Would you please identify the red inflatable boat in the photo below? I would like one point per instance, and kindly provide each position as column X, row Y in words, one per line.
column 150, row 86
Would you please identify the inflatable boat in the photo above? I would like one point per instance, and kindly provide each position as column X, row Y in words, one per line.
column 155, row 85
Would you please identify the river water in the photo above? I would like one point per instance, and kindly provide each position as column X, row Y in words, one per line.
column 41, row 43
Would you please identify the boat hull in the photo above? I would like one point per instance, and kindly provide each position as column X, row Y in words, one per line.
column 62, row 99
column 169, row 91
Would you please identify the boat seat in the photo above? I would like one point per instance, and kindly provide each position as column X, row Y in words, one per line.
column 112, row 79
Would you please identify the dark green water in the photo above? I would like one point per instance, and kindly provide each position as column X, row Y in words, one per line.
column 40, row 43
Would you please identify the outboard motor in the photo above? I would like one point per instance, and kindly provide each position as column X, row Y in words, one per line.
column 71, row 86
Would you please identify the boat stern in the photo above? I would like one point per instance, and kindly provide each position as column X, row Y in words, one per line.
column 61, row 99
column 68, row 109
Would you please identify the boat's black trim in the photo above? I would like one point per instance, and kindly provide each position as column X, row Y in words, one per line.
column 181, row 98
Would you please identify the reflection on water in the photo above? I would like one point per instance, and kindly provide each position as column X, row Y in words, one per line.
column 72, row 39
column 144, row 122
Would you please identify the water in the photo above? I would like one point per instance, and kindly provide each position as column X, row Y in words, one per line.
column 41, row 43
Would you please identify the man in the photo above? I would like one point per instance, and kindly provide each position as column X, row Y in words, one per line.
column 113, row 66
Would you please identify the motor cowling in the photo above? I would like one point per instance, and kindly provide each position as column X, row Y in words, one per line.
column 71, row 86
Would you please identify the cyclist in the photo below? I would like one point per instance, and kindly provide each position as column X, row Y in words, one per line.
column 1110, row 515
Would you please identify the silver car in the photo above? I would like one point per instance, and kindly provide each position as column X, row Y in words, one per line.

^^^^^^^^

Given instruction → Express everything from the start of the rows down to the line containing "column 169, row 91" (both included) as a two-column CSV with columns text and answer. Give one record per entry, put each field in double quotes, and replace line breaks inside a field with spaces.

Correct response →
text,answer
"Would you please identify the red inflatable boat in the photo below? I would like one point per instance, and kindly provide each position as column X, row Y in words, one per line.","column 150, row 86"
"Would you please identify the inflatable boat in the photo above? I would like one point per instance, and kindly provide each position as column X, row Y in words, one per line.","column 155, row 85"
"Would you please identify the river water in the photo above? I would like one point per instance, and kindly provide each position as column X, row Y in words, one per line.","column 41, row 43"
"Would you please identify the boat hull in the photo above? I would like one point per instance, and kindly provide each position as column X, row Y in words, one per line.","column 62, row 99 column 169, row 91"